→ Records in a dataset
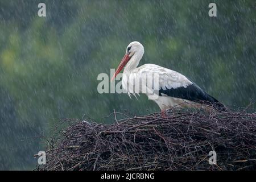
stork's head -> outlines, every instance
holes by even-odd
[[[125,65],[127,65],[127,67],[130,67],[131,69],[135,68],[139,64],[143,54],[144,47],[142,44],[137,41],[131,42],[127,47],[125,55],[111,78],[111,81],[117,76]]]

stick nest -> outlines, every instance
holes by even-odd
[[[48,141],[47,163],[37,169],[256,169],[255,113],[173,109],[112,125],[67,121],[69,126]],[[216,164],[209,163],[211,151]]]

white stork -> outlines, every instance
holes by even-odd
[[[155,95],[157,93],[158,97],[153,100],[162,111],[175,106],[205,108],[205,106],[209,105],[220,110],[226,110],[222,104],[180,73],[152,64],[146,64],[137,68],[143,54],[144,47],[142,44],[138,42],[130,43],[127,47],[125,56],[111,79],[112,81],[125,67],[122,85],[130,97],[131,93],[135,95],[133,90],[135,80],[144,79],[144,76],[142,76],[144,73],[147,75],[156,73],[158,75],[158,84],[151,84],[149,86],[148,84],[143,85],[140,82],[139,92],[142,91],[142,86],[146,87],[147,93],[151,91]],[[158,92],[156,92],[156,90]],[[152,94],[147,95],[149,99],[151,99],[150,96]]]

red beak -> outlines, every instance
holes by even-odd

→ Task instructions
Swap "every instance" for "all instances" throughout the records and write them out again with nothing else changed. Leave the pictures out of your answer.

→ Solution to the problem
stork's head -> outlines, all instances
holes by even-odd
[[[125,65],[127,65],[127,67],[130,67],[131,69],[135,68],[139,64],[143,54],[144,47],[142,44],[137,41],[131,42],[127,47],[125,55],[111,78],[111,81],[117,76]]]

stick nest -> outlines, all instances
holes by even-odd
[[[48,141],[47,163],[37,169],[256,169],[255,113],[173,109],[112,125],[67,121],[69,126]],[[216,164],[209,163],[211,151]]]

white stork -> outlines, all instances
holes by even-odd
[[[155,95],[157,93],[158,97],[153,100],[162,111],[175,106],[205,108],[205,106],[209,105],[220,110],[226,110],[222,104],[180,73],[152,64],[146,64],[137,68],[143,54],[144,47],[142,44],[138,42],[130,43],[127,47],[125,56],[111,79],[112,81],[125,67],[122,85],[130,97],[131,93],[135,95],[133,90],[135,80],[144,79],[144,76],[142,76],[144,73],[147,75],[156,73],[158,75],[158,84],[151,84],[149,86],[148,84],[143,85],[140,82],[139,92],[142,91],[142,86],[146,87],[147,93],[151,91]],[[158,92],[156,92],[156,90]],[[152,94],[147,95],[149,99],[151,99],[150,96]]]

red beak -> outlines, all instances
holes by even-odd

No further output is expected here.